## FONTE
══════════
Uno degli eroi di questo big bang mediatico è Er Faina, personaggio assurto alla fama per aver cavalcato con le sue battute improbabili e l’umorismo portuale qualsiasi argomento in cui ci si potesse dividere in tifoserie. Dalla politica alla nazionale e la sua Lazio, ma soprattutto il mondo dello spettacolo. Da Barbara D’Urso “da buttare nell’umido”, come in un suo sapido meme ormai tormentone, a Belen Rodriguez, prima ingiuriata e poi protagonista di una foto su Instagram con lui, fino a un fotomontaggio con Nadia Toffa, insultata in vita e pianta da morta.
Il personaggio, supertatuato e col grugno fiero, ha verve e ritmo, se ti piacciono le gag un tanto al chilo di chi scimmiotta male Romanzo Criminale rifatto dal Bagaglino. Ma in fondo, se fosse solo questo, Damiano Coccia, detto Er Faina, sarebbe solo uno dei tanti disperati – a Roma si dice scappati de casa – che per un grammo di fama farebbero qualsiasi cosa. Uno di quelli che a Temptation Island Vip ci starebbe bene proprio per questo. E infatti lì è finito Er Faina, concorrente assieme alla fidanzata Sharon Macrì della nuova edizione del reality Mediaset al via il 17 settembre.
E poco importa se lui ha denigrato e ridicolizzato la trasmissione da sempre: è pur sempre un biancazzurro che mette su Instagram foto con Totti e Nainggolan, e ora, come neanche il più spregiudicato dei 5 stelle alle prese con l’alleanza con quello che prima chiamava il partito di Bibbiano, dice “che la trasmissione gli è sempre piaciuta, gli facevano schifo i comportamenti dei concorrenti”. Eppure la Rete è piena dei suoi improperi contro quel reality. Ma nel mondo dello spettacolo, la coerenza è un difetto, e pure il saper infilare congiuntivi. Non è una colpa neanche quella sigaretta in bella vista, la smorfia perenne da romano che tiene sempre la mano a conca pronta per insegnarti a vivere, manco quei muscoli che il 31enne gonfia, togliendo aria altrove.
No, il problema è un altro. Siamo noi. O almeno quelli che lo seguono, ne alimentano l’odio – lui è forse il primo influ-hater, uno che ha costruito la sua fortuna sull’odio seriale per tutto e tutti –, che lo rendono una sorta di icona del cattivismo. Il problema è che deve esserci un limite persino al trash televisivo, perché Er Faina passerà per il romano paraculo e divertente – un po’ alla Ilaria Teolis –, ma al suo esercito propina video (montati male e con peggior gusto del suo taglio di capelli) sulla Sea Watch, si lascia andare a proclami sovranisti, insomma fa politica, perché uno come lui “non le manda a dire a nessuno”.
══════════
## SEZIONE DATI
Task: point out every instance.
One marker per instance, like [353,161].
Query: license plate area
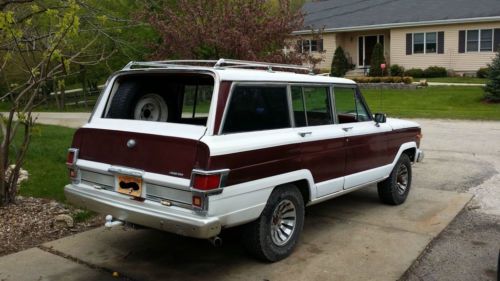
══════════
## COMPITO 1
Nel testo su Er Faina, con chi partecipa Er Faina alla nuova edizione di Temptation Island Vip?
## COMPITO 2
Fornisci il seguito del testo su Er Faina, riprendendo subito dopo la sua ultima frase.
Il materiale non ha alcun legame con il testo su Er Faina.

## RISPOSTA SCRITTA 1
Con la fidanzata Sharon Macrì.

## RISPOSTA SCRITTA 2
Er Faina in tv, l’ennesimo salto di qualità della violenza verbale su Internet, è lo specchio di un Paese allo sbando, schiavo ormai di uno schema “gggentista”, a cui la comunicazione non riesce a sottrarsi. È lo schema morisiano-salviniano applicato all’uomo della strada: questo 31enne che liquida qualsiasi argomento nel tempo di una sigaretta e di un accendino lanciato chissà dove, usa i propri tatuaggi come fossero le felpe con i nomi delle città, si cerca un nemico (meglio se donna, come il politico ha fatto con Boldrini e di recente Littizzetto), risulta diretto, spontaneo e genuino solo perché infila frasi-slogan di cui il romanesco è fucina ininterrotta, infine non dimentica mai di salutare i follower, a volte chiede loro di parenti e disgrazie, si interessa a loro, l’equivalente del “bacioni” del ministro dell’Interno. E non rinuncia alla battuta, anzi in questo rappresenta un’evoluzione del leghista: anche di fronte all’argomento più difficile e spinoso, più serio e sfaccettato, cerca sempre di fare ridere (il suo senso dell’umorismo è imbarazzante, una specie di brutta imitazione di Brignano, ma a giudicare dai commenti parrebbe il Louis C.K. della Capitale), che sia (specie su Instagram) con le parole in video o con fotomontaggi improbabili. Dall’Expo al terrorismo – magari con la maglia della nazionale del Paese colpito addosso e sempre, rigorosamente, nella sua cucina –, fino ai migranti, la sua ossessione, cui nei suoi monologhi suggerisce di dare orologi di lusso e macchine di grossa cilindrata. I social, per quelle battute e l’entusiasmo tragicomico dei suoi utenti, però, lo classificano come satira, nonostante su Facebook spesso metta l’emoji del saluto romano, inneggi a Putin e condivida bufale pericolose e razziste senza soluzione di continuità.
Per l’uso che fa dei suoi account, Er Faina è evidentemente estremamente consapevole del mezzo. Non è uno del popolo che si mette davanti a una camera accesa, lo capisci dagli argomenti che tratta, alternando politica e showbiz, da come cavalca l’ultima trasmissione del palinsesto Mediaset e, solo quando la parabola delle visualizzazioni va verso l’alto, come ci infili la politica, un populismo fascistissimo che in tv funziona alla grande e conferma un folle declino della suddetta da strumento di intrattenimento (e magari sì anche di indottrinamento di massa, Berlusconi docet) a piazza e trampolino per messaggi e personaggi borderline, senza più alcun argine.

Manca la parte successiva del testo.